AUFGABE>
Welche Erfolgsquote gibt der Absender im Auszug für seine ungefragt verschickten Fotos an?

AUSZUG>

Wenn ich eine Fotonachricht auf Twitter oder Instagram von einem Fremden bekomme, kann ich auf das verschwommene Bild klicken, um es normal sichtbar zu machen, oder die Nachricht komplett ablehnen. Als Sexologin und eifrige Eigentorschützin muss ich natürlich jedes Mal klicken. Wenn das Bild sich als Penis herausstellt, lösche ich es sofort und zerbreche mir dann lange den Kopf über den Absender. Als ich vor Kurzem wieder so ein verschwommenes Bild anklickte und es sich – natürlich – wieder als Penis herausstellte, stand mein Entschluss fest: Ich muss dieser Sache auf den Grund gehen. Also fragte ich nach, mit folgendem Ergebnis:
Ich frage, ob er schon anderen ungefragt Fotos von seinen Genitalien geschickt hat, und er bejaht. Als ich nach seiner Erfolgsquote frage, klappt mir die Kinnlade herunter: Zwei von fünf Frauen sollen positiv reagieren. Das sind 40 Prozent!
Natürlich weiß ich nicht, ob er mich nicht einfach anlügt. Vielleicht ist es ihm peinlich, sich jetzt für diese Aktion rechtfertigen zu müssen. Vielleicht glaubt er auch, mich mit der Aussage überzeugen zu können, dass andere Frauen sich aufgrund eines Penisfotos mit ihm getroffen haben. Ich hake nach und frage, was er sich davon verspricht.
Er hofft also im besten Fall auf eine Art Fickbeziehung, gesteht aber auch, dass allein das Senden des Penisfotos ihn schon erregt hat. Ich frage, ob ihm nicht mal in den Sinn gekommen sei, dass die Empfängerin vielleicht keine Lust hat, seinen Penis zu sehen. Doch, das habe er bedacht, deswegen mache er das sonst auch kaum. Und weshalb dann bei mir?

BEREITGESTELLTE DATEN>
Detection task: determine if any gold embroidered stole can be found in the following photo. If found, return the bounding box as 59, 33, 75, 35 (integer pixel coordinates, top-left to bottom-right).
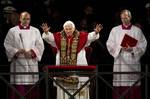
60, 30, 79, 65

ENDGÜLTIGE ANTWORT>
Zwei von fünf Frauen sollen positiv reagieren, also 40 Prozent.